TO DO: Reproduce every entry exactly as shown.

STORED ROWS:
========

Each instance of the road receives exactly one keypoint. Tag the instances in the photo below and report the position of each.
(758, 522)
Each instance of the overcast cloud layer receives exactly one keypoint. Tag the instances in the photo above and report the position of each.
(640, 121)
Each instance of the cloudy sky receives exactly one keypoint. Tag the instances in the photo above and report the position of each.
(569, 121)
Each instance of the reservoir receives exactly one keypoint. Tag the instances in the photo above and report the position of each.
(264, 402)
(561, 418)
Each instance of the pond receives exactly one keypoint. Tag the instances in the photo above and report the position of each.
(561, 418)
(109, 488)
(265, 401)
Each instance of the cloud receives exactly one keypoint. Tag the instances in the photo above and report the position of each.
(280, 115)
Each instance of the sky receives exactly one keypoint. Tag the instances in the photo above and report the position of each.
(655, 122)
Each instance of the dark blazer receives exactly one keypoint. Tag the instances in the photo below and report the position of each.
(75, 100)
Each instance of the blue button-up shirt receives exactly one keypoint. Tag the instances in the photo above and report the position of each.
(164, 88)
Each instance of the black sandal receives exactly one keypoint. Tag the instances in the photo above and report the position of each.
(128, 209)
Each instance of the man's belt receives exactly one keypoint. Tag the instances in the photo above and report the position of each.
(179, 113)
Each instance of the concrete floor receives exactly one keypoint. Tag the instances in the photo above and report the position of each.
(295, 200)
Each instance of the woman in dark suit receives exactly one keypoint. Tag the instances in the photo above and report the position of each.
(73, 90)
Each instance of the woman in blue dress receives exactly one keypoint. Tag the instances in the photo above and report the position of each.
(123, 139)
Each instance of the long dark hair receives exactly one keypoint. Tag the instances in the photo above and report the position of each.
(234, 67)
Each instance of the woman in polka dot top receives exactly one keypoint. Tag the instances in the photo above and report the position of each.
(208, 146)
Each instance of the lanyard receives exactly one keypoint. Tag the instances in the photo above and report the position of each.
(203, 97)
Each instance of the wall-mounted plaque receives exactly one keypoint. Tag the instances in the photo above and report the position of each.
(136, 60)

========

SOLUTION TO THE EXERCISE:
Each instance of the road receives exactly one keypoint. Tag the instances in the photo below and report the position of each.
(758, 522)
Each instance of the overcast cloud layer receives exactly one keypoint. Tag the instances in the photo above and report the position of each.
(640, 121)
Each instance of the cloudy sky receives exactly one keypoint. Tag the instances in the photo above and report the position of each.
(569, 121)
Each instance of the reservoir receives exactly one keypoint. Tag the instances in the photo above and report the position of each.
(264, 402)
(561, 418)
Each instance of the pond receives exactly one keypoint. Tag the instances in the photo above and report the position of each.
(561, 418)
(109, 488)
(265, 401)
Each instance of the cloud receives exactly one keypoint. Tag the instances in the photo above and report the position of each.
(280, 115)
Each instance of the sky receives exactly one keypoint. Tag the instances in the photo above and report the position of each.
(655, 122)
Each instance of the dark blazer receives exactly one keypoint. Tag the instances in the photo below and report the position of each.
(75, 100)
Each instance of the blue button-up shirt receives exactly one keypoint. Tag the instances in the photo above and report the position of each.
(164, 88)
Each instance of the black sandal receives exactly one keypoint. Tag the instances in the photo above and report the position of each.
(128, 209)
Each instance of the man's belt receives exactly one keypoint. Tag the instances in the photo above and report the position of each.
(179, 113)
Each instance of the concrete floor receives exactly one keypoint. Tag the instances in the photo above and report the position of each.
(295, 200)
Each instance of the woman in dark suit receives exactly one keypoint. Tag the instances in the photo above and report the position of each.
(73, 90)
Each instance of the woman in blue dress receives exactly one keypoint. Tag the instances in the photo above and report the position of each.
(123, 139)
Each instance of the long dark hair receives exactly one keypoint. Tag the instances in the photo above and report the position of each.
(234, 67)
Each instance of the woman in polka dot top receives exactly one keypoint. Tag the instances in the photo above and report the position of each.
(208, 146)
Each instance of the lanyard receives exactly one keypoint. Tag the instances in the photo above and report the position of each.
(203, 97)
Each instance of the wall-mounted plaque receives exactly one keypoint. Tag the instances in the photo above and report the position of each.
(136, 60)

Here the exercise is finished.